## Work instructions
Your answer must be the full set of records, repeated exactly.

****

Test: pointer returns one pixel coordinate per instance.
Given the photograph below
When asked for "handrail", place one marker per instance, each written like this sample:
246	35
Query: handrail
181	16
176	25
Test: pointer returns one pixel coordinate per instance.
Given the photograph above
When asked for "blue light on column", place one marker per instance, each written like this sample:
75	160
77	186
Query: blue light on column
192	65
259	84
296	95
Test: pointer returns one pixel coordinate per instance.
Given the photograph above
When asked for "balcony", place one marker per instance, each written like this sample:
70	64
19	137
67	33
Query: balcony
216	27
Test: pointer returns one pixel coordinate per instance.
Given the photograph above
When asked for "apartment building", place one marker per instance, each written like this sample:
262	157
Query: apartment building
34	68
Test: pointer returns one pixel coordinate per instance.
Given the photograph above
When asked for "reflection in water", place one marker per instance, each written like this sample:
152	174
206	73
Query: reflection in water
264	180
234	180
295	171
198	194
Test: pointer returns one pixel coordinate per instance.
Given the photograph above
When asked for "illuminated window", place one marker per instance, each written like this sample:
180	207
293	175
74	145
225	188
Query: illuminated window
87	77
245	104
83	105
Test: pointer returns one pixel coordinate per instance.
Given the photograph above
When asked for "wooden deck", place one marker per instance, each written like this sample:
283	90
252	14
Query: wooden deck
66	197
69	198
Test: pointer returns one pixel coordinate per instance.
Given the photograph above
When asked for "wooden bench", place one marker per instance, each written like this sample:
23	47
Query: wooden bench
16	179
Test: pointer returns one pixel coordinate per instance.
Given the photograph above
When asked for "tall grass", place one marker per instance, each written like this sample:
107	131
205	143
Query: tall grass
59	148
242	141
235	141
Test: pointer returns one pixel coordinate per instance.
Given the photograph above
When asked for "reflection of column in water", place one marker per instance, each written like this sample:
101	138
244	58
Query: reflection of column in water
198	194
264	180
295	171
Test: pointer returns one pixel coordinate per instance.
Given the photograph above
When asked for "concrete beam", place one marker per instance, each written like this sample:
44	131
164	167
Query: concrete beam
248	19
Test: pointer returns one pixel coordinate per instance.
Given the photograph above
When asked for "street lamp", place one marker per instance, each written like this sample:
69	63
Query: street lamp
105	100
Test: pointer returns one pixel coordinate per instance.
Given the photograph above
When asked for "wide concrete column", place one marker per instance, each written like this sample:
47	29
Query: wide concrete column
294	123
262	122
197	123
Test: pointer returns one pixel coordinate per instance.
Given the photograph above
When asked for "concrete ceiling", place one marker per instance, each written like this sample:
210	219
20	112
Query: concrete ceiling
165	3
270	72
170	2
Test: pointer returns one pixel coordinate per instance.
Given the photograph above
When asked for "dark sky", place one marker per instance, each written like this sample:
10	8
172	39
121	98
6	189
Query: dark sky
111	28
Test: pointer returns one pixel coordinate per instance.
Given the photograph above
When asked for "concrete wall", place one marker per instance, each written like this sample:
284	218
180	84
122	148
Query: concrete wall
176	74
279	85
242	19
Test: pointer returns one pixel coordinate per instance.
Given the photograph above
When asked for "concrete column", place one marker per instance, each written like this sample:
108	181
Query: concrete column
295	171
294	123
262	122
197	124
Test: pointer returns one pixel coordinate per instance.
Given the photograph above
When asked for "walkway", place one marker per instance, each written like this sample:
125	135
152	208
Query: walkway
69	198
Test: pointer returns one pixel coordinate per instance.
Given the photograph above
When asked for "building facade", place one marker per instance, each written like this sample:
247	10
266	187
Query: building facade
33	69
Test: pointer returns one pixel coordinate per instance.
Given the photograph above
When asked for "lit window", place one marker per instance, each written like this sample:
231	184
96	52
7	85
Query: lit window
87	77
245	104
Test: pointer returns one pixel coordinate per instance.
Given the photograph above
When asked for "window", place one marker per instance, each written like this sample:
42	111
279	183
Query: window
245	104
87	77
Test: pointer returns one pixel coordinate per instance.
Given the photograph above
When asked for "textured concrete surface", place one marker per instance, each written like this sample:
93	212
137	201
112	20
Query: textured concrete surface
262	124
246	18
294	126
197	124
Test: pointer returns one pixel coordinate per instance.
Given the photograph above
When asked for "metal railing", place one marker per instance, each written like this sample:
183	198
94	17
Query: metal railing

****

## Answer to this exercise
Test: pointer returns one pixel coordinate per instance.
Given the photograph below
When asked for "handrail", place one marker per instance, each written like this sample:
246	35
Query: handrail
181	16
176	25
Test: pointer returns one pixel coordinate per instance.
Given the photograph above
When asked for "blue light on column", place one marker per instance, each written like this sample:
75	160
77	186
Query: blue light on column
192	65
259	84
296	95
Test: pointer returns one pixel coordinate per instance.
Given the photograph above
When asked for "balcony", place one marker per instance, each written like this sample:
70	64
19	137
67	33
Query: balcony
216	27
Test: pointer returns one pixel coordinate per instance.
Given the photograph above
When asked for "apartment building", place one marker per instance, each written like this sample:
262	157
Query: apartment building
34	68
Test: pointer returns one pixel coordinate per instance.
Given the photograph above
When asked for "reflection in water", place one marker per instance, each written like this sample:
152	174
206	73
Query: reflection in water
264	180
234	180
295	171
198	194
Test: pointer returns one pixel coordinate per instance.
Given the photograph above
When asked for "illuminated window", place one marker per instance, each written like this sample:
180	207
293	175
74	145
225	188
Query: illuminated window
87	77
245	104
83	105
Test: pointer returns one pixel coordinate per instance.
Given the photograph above
When asked for "wooden deck", place one marker per instance, each written like this sample:
283	90
252	14
Query: wooden deck
66	197
69	198
Test: pointer returns one pixel coordinate per instance.
Given the photograph above
When asked for "wooden bench", place one marker per instance, each written like this sample:
23	47
Query: wooden bench
16	179
Test: pointer returns one pixel coordinate per instance.
Given the photograph above
When asked for "tall grass", place one marker per instance, each written like this sample:
107	131
205	143
Query: tall grass
59	148
242	141
235	141
Test: pointer returns one pixel coordinate per instance.
Given the photograph above
When asked for "reflection of column in water", place one marker per instance, each written like this sample:
101	138
244	58
Query: reflection of column in water
198	194
264	180
295	171
Test: pointer returns one pixel coordinate per instance.
Given the photograph above
When asked for "concrete beam", place one marker per instance, each written like this sample:
44	131
164	167
Query: concrete beam
248	19
Test: pointer returns one pixel coordinate per instance.
Given the photograph above
When asked for "street lamp", place one marker per instance, each written like this sample:
69	63
Query: street lamp
105	100
Test: pointer returns one pixel coordinate per instance.
Given the photograph above
When asked for "wide concrete column", place one marker per instance, each written like this sample:
47	29
Query: wide concrete column
294	123
262	122
197	123
Test: pointer returns one pixel coordinate per instance.
Given the photograph above
When asked for "concrete ceiling", place one marker per instance, each written like this sample:
210	219
20	112
Query: concrete ceiling
165	3
270	72
170	2
Test: pointer returns one pixel coordinate per instance.
Given the photograph above
When asked for "dark sky", place one marker per instance, each written like this sample:
10	8
172	39
121	98
6	189
Query: dark sky
111	28
Test: pointer returns one pixel coordinate per instance.
Given the photograph above
When asked for "concrete wall", place one marker per instance, each written like this sample:
284	218
180	84
122	148
Query: concrete wall
176	74
279	85
242	19
Test: pointer returns one pixel coordinate per instance.
Given the photograph above
When asked for "concrete column", place one marker per instance, each written like this sample:
108	181
Query: concrete column
295	171
294	123
262	122
197	124
Test: pointer returns one pixel coordinate per instance.
Given the photograph above
When asked for "walkway", place one marker per instance, each written like this sample:
125	135
152	208
Query: walkway
69	198
Test: pointer returns one pixel coordinate per instance.
Given the photograph above
When asked for "building facade", place one marker per instance, each written like this sample:
247	10
266	187
Query: building facade
33	69
Test: pointer returns one pixel coordinate per instance.
Given the photograph above
When asked for "lit window", place one marker per instance, each written like this sample:
231	184
96	52
7	85
Query: lit window
87	77
245	104
Test: pointer returns one pixel coordinate per instance.
Given the photograph above
When asked for "window", place one marker per instance, each written like this sample:
42	111
279	183
Query: window
245	104
87	77
Test: pointer returns one pixel coordinate per instance.
Given the photograph above
When asked for "textured concrete surface", place one marker per instance, each written like this sample:
93	212
137	201
112	20
Query: textured concrete surface
262	124
246	18
294	126
197	124
Test: pointer returns one pixel coordinate per instance.
Given the photograph above
When asked for "metal railing", place one marker per instance, each written like this sample:
183	198
94	17
Query: metal railing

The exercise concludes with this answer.